EXERCISE BRIEF: In the forum post on decision-making, how often did the rats get the candy right in the hallway test?

DOCUMENT EXTRACT:
-- Opening Marker --

Mr. Cleetus wrote:
o74 wrote:When it comes to research I think it would be wise to ask what we don't know instead of just forming decisions on what might be just 5% of the on the whole subject.
I assume you mean in our (here on this forum) interpretation of the research and our ability to get full comprehension on topics that are out of most of our areas of expertise. It is very easy to misinterpret when lacking the appropriate background knowledge, and knowledge of the literature. Not that we shouldn't try!
No, that is actually not what I meant.
I meant knowledge in general. If the only thing you know about how to get to China is that you need a car it doesn't mean that sitting your ass down in one will get you there, however our brains will form decisions from the information we have regardless of the quality and quantity of the information. It's neofrontal cortex, homo sapiens thing.
They've compared rats to humans in a test where you randomize putting a candy in one of two "hallways", however it will be randomized that 70% of the time the candy will be placed in one and 30% in the other. Humans got beat by a landslide. The rats realized that the odds were better in one direction so they more or less got it right 70% of the time. Homo sapiens were trying to find a pattern (that wasn't there) so they got a lot less.
Another interesting thing is that our brain can only handle so much information when we make decisions. In a test where the subject selected cars the scientist gave them 5 criteria on which to form the decision on which car to choose (there was one that was apparently better than the others) the subjects did well and chose the right car in like 70% of the time (can't remember the exact number). When they had 12 criteria they sucked immensely. I can see the confusion relating to this after hanging at meathead boards or reading BB magazines.

-- Closing Marker --

SOURCE MATERIAL:
-- Opening Marker --

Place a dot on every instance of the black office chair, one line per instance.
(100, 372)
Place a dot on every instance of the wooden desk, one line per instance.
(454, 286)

-- Closing Marker --

TASK RESPONSE: More or less 70% of the time.